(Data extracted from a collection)
★ ★ ★ ★ ★ ★ ★

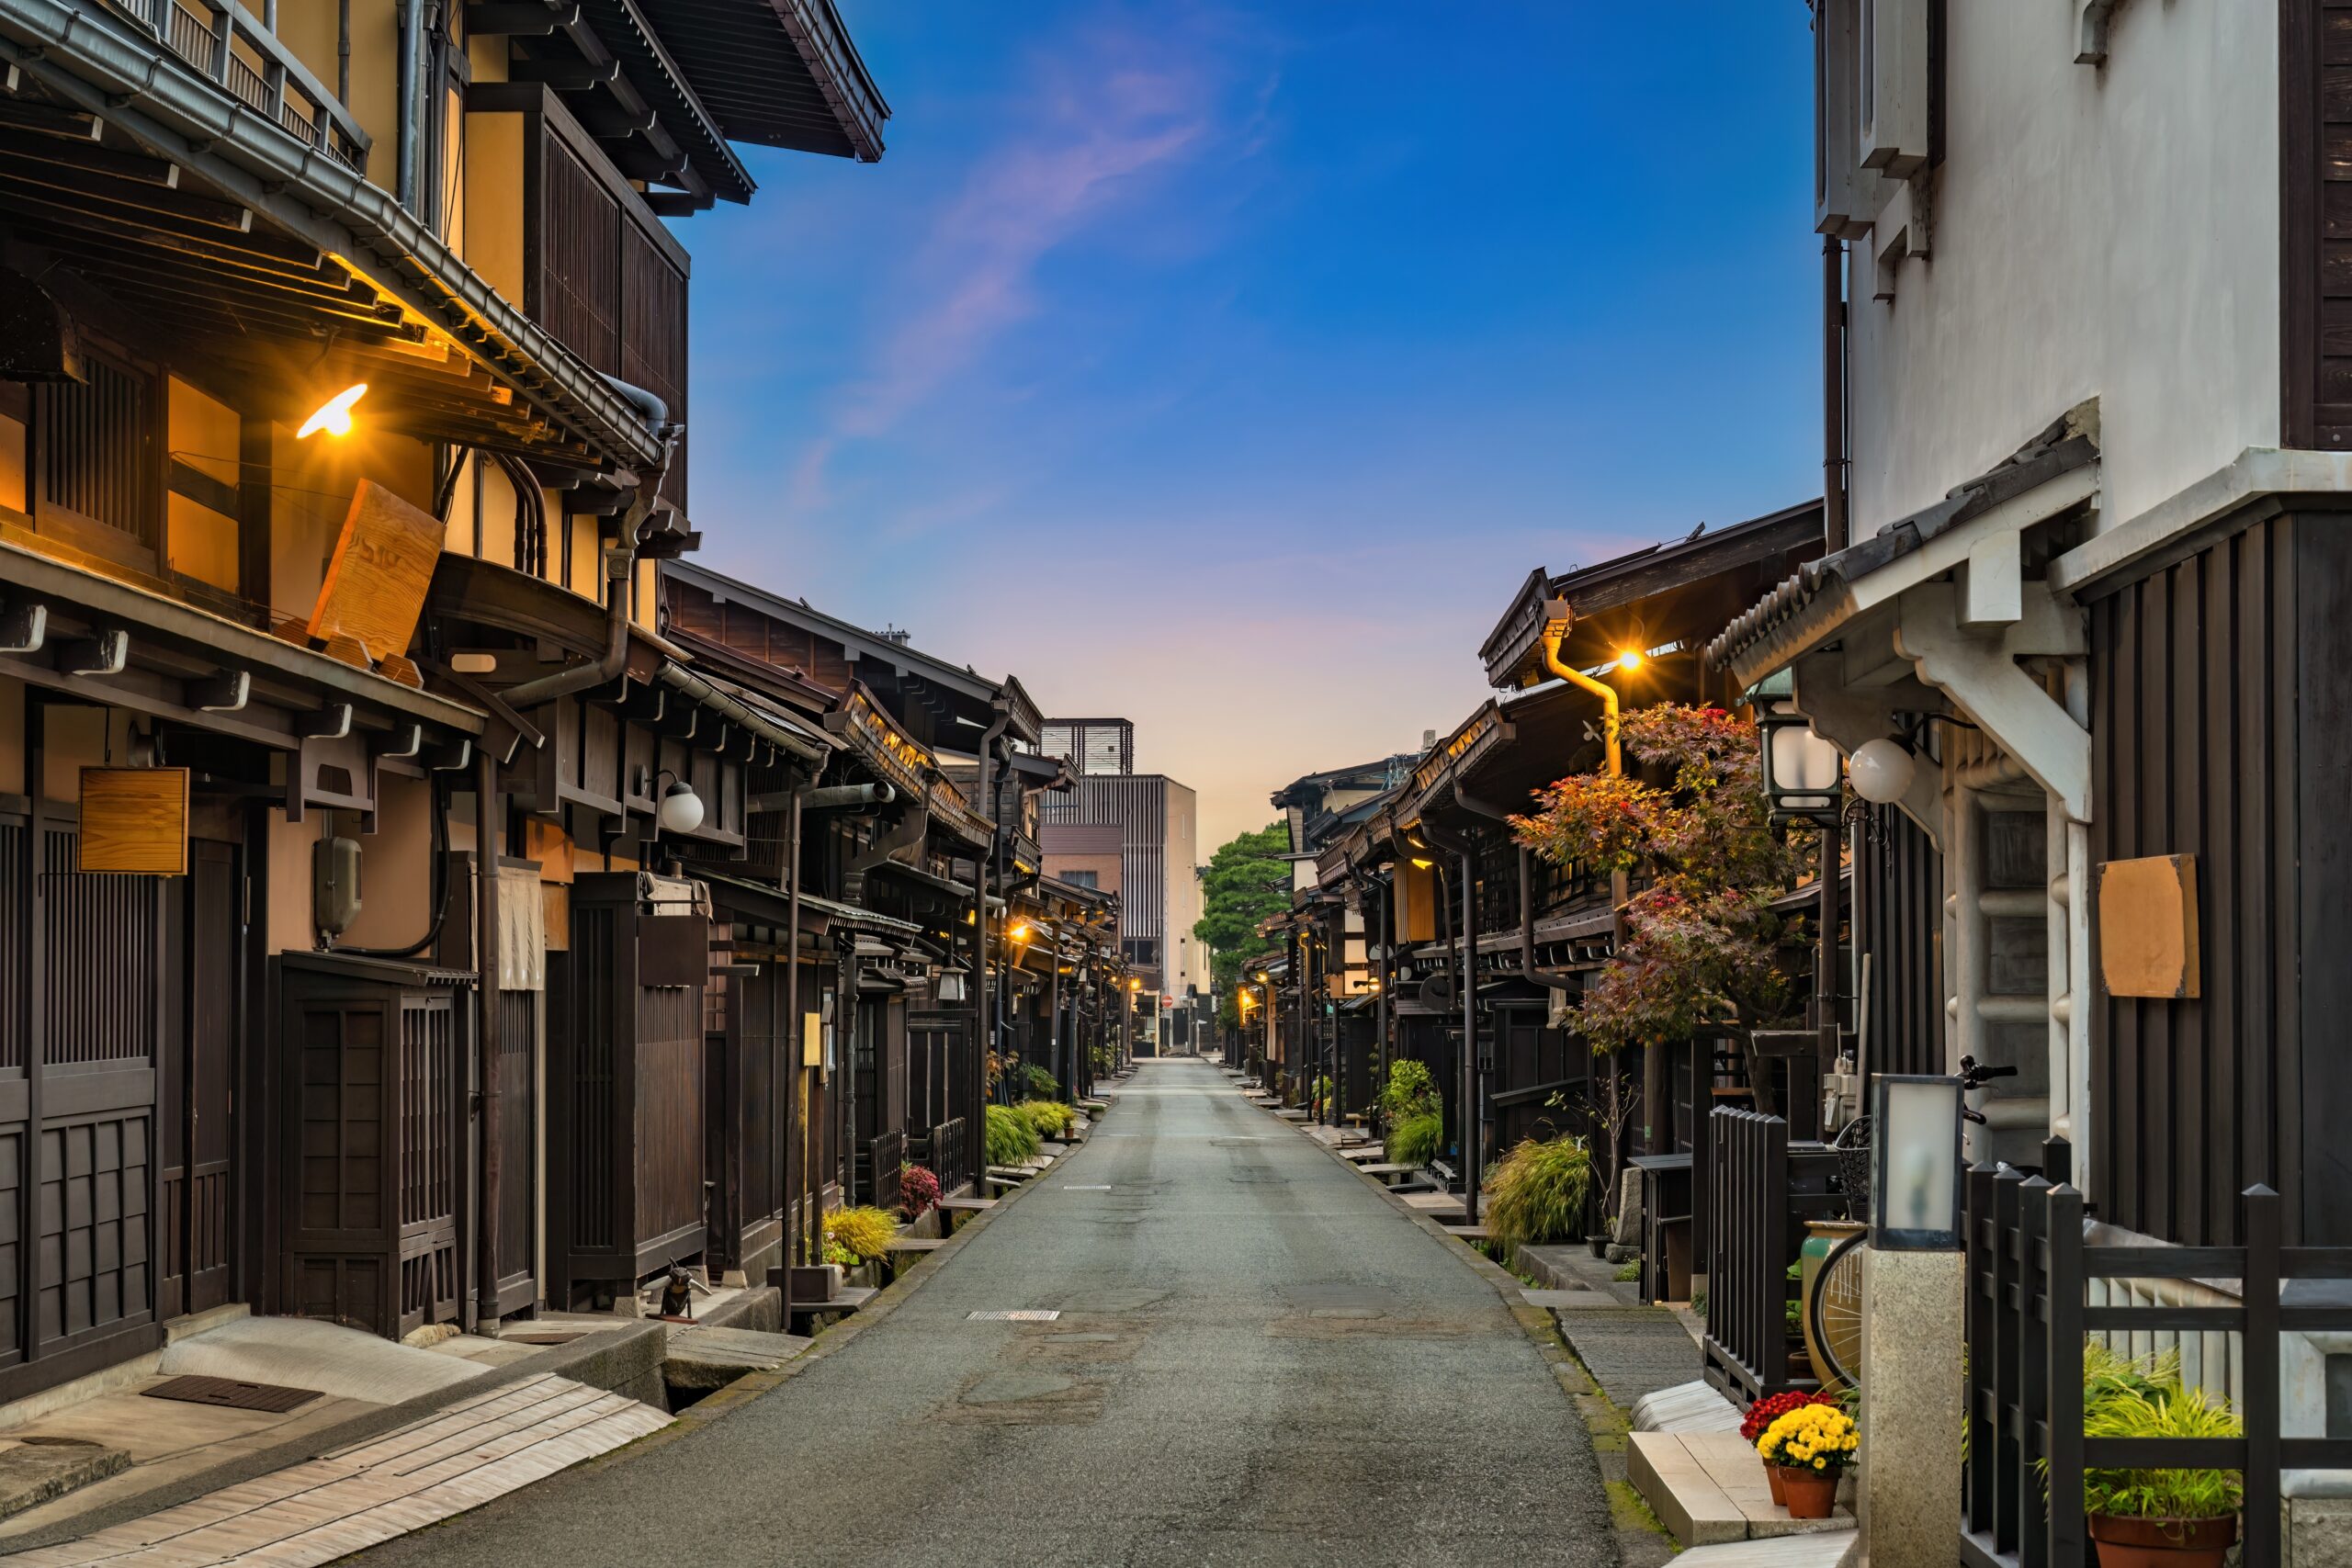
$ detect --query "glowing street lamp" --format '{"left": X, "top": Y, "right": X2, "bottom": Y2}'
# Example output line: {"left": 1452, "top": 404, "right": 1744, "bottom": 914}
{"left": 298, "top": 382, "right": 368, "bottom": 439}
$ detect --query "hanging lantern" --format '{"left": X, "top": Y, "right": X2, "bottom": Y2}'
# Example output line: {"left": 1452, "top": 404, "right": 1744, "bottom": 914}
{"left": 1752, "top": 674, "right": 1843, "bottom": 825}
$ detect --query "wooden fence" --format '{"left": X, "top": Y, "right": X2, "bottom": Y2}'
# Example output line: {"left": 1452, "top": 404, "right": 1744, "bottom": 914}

★ ★ ★ ★ ★ ★ ★

| Work required |
The expected answer is the complete set of entries, copied verbatim, with no pictures.

| Response |
$ detect --query "glowing street lamp" --format '{"left": X, "top": Y, "right": X2, "bottom": Y2}'
# Example output line: {"left": 1452, "top": 404, "right": 1744, "bottom": 914}
{"left": 298, "top": 382, "right": 368, "bottom": 439}
$ detect --query "hanging lantern" --format '{"left": X, "top": Y, "right": X2, "bottom": Y2}'
# Example output line: {"left": 1452, "top": 404, "right": 1744, "bottom": 914}
{"left": 1752, "top": 674, "right": 1843, "bottom": 825}
$ detect --query "wooden fence" --format '{"left": X, "top": Y, "right": X2, "bottom": Y2}'
# Example output line: {"left": 1452, "top": 404, "right": 1744, "bottom": 914}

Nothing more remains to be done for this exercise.